Start of Records shown

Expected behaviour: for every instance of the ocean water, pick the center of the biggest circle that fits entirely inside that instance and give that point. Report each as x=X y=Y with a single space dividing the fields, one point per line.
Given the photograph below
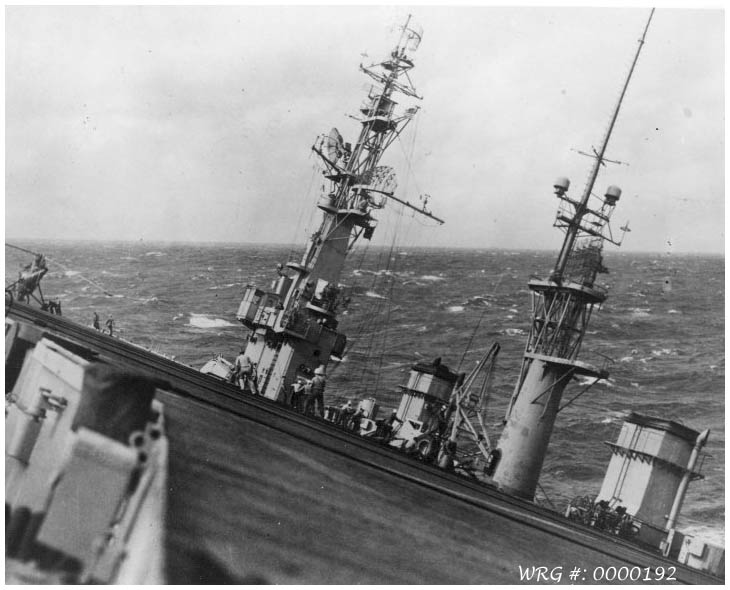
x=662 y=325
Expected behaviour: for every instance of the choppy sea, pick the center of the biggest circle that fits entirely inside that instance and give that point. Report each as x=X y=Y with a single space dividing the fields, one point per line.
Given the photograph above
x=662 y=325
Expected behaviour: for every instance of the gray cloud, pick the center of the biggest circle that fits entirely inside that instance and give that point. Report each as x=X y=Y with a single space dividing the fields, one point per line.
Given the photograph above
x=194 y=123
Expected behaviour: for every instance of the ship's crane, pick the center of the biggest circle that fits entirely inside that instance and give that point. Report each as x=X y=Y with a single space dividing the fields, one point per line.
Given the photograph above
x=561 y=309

End of Records shown

Job: Retype all of the rows above word for word, leaving out the pictures.

Output of the exercise:
Expected behaviour: for every instance of the ocean water, pick the center of the biggest circle that fits entirely inside that instance and give that point. Report each as x=X y=Y with a single space dividing the fields, one point per line.
Given the photograph below
x=662 y=325
Expected behaviour: for every instance of the choppy sea, pick the center of the biggest circle that fits entirely inside that instance and give that point. Report each as x=X y=Y with a single space dividing the fields, one point per line.
Given the photograph above
x=662 y=325
Expected behaviour: for every instance of the gray cloud, pick the center of the biggest circle that fits entirely inside that instance and give that point. Report each as x=X y=Y with a single space dividing the fields, one point per line.
Given the photograph above
x=194 y=123
Expected behaviour: for every instance of the ship's crane, pick the center of the biggest circle that fits entirely inside that instance and give that point. Report each as x=X y=Y with a single space dividing the fields, one point per line.
Given the photograph above
x=561 y=309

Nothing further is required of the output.